What is needed:
Range to output from the entries below: the line containing "find: gray scarf" through the line containing "and white flag". Set it down exactly, ends included, nothing else.
[Start of section]
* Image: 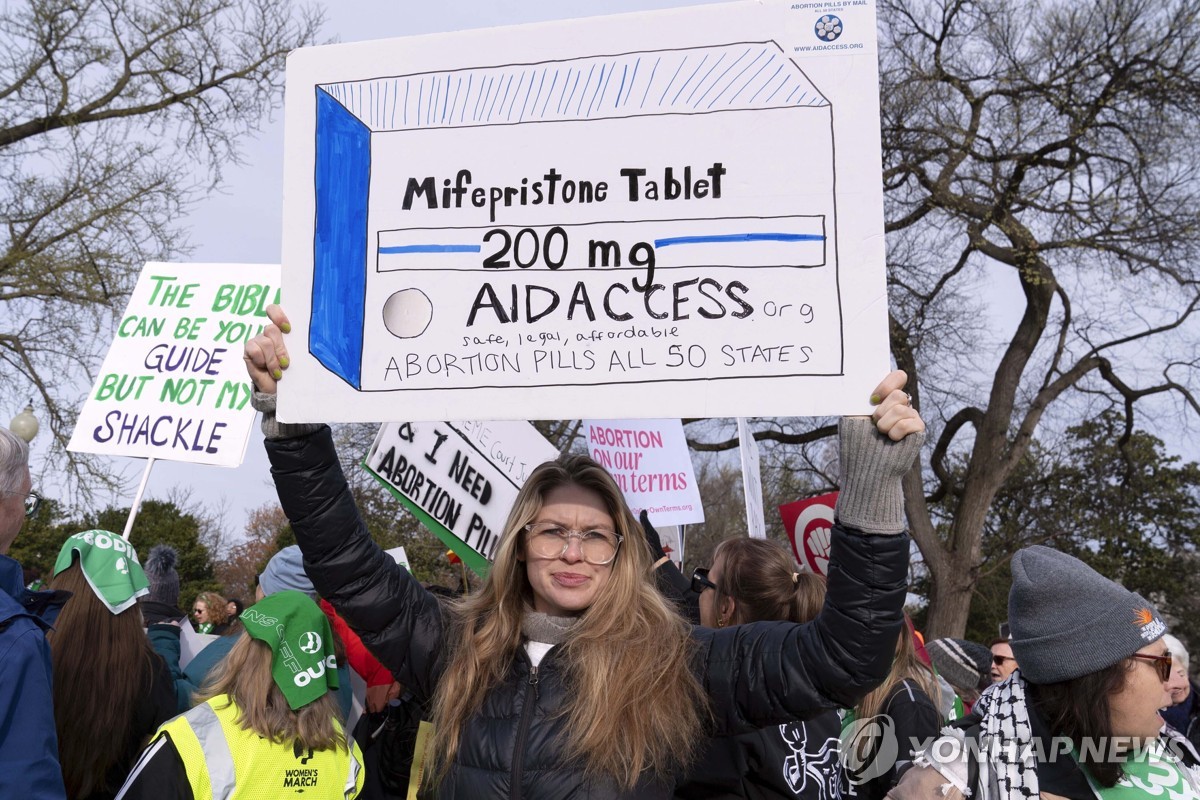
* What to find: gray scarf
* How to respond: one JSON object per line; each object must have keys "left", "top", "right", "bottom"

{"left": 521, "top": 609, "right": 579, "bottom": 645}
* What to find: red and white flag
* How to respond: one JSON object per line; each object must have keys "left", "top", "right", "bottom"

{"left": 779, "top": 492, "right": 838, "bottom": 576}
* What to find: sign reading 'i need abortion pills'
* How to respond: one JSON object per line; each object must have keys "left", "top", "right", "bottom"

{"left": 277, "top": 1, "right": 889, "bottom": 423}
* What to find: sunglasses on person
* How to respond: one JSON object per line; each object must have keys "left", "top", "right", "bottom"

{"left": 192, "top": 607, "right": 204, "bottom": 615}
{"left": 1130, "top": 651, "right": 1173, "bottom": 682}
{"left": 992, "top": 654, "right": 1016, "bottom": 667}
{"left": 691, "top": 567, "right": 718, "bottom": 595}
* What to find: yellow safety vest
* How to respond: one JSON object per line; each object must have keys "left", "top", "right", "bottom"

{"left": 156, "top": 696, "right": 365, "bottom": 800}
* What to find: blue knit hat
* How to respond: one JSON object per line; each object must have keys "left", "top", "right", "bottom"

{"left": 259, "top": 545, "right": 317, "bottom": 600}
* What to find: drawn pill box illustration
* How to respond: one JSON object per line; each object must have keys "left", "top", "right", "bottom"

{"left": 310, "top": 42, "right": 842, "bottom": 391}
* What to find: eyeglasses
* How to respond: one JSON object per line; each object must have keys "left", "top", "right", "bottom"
[End of section]
Reply to the task:
* What to find: gray scarf
* How to respond: one JSON object per line; each object must have keys "left", "top", "right", "bottom"

{"left": 521, "top": 609, "right": 579, "bottom": 645}
* What to find: red and white flag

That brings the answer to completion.